• [Set exercise]: How would you say this sentence from the experiment guide below in Spanish: "This will load the KVM kernel modules on boot and execute a custom script (/etc/init_once) on first boot."

• [Source]:
The JSON instances files for each type of experiment are provided in the instances directories.
The result CSV files will appear into the folders btrplace and mvm under directories with the name of the scale factor used (x1, x2, etc).

To execute the Scalability experiments, we recommend to use at least 2 GiB RAM for JVM memory allocation pool. Here is how to execute mVM and BtrPlace scale tests consecutively for each experiment:

# Decommissioning scenario - Infrastructure scaling:
MAVEN_OPTS="-server -Xmx2G -Xms2G" mvn "-Dtest=**/scale/RandomDecommissioningInfraScale#run_mvm+run_btrplace" compiler:testCompile surefire:test

# Decommissioning scenario - VMs scaling:
MAVEN_OPTS="-server -Xmx2G -Xms2G" mvn "-Dtest=**/scale/RandomDecommissioningVMsScale#run_mvm+run_btrplace" compiler:testCompile surefire:test

# Full random scenario - Infrastructure scaling:
MAVEN_OPTS="-server -Xmx2G -Xms2G" mvn "-Dtest=**/scale/RandomInfraScale#run_mvm+run_btrplace" compiler:testCompile surefire:test

# Full random scenario - VMs scaling:
MAVEN_OPTS="-server -Xmx2G -Xms2G" mvn "-Dtest=**/scale/RandomVMsScale#run_mvm+run_btrplace" compiler:testCompile surefire:test

Real experiments (Grid'5000)

Setup the environment

All the experiments have been executed on the Grid'5000 infrastructure (g5k), so you must have an account to be able to reproduce the experiments. We used both Griffon and Graphene clusters from the Nancy site, you can check and compare the corresponding network and hardware details.

Create a custom image for g5k nodes

You can start from an official g5k debian release, you can obtain the list of available images from cmdline kaenv3 -l, for example select: wheezy-x64-base. Then you'll need to reserve a node and deploy the desired image on it, there is a great documentation for that on the Grid'5000 wiki.

Once deployed, edit the /etc/rc.local file and add the following code at the bottom (before exit 0):

# Load appropriate KVM kernel modules
modprobe kvm
[ $(cat /proc/cpuinfo | grep Intel | wc -l) -gt 0 ] &&  modprobe kvm_intel || modprobe kvm_amd

# Load nbd driver for qemu utils
modprobe nbd max_part=4

# Launch a custom script and remove it once done
[ -f /etc/init_once ] &&  /etc/init_once && rm /etc/init_once

This will load the KVM kernel modules on boot and execute a custom script (/etc/init_once) on first boot.

The script /etc/init_once will configure the network and generate a uniq libvirt uuid on first boot, make sure the file is executable after creating it:

#!/bin/bash

# Create a bridge br0 and attach eth0 to it
virsh iface-bridge eth0 br0
brctl stp br0 off # Disable spanning tree
brctl setfd br0 0 # Set the forwarding delay to 0

# Modify the routing
NEW_ROUTE=$(echo `ip route | head -1` | sed 's/eth0/br0/g')

• [Data supplied]:
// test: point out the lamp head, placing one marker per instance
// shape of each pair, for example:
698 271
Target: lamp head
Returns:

• [Finished exercise]: Esto cargará los módulos del kernel de KVM al arrancar y ejecutará un script personalizado (/etc/init_once) en el primer arranque.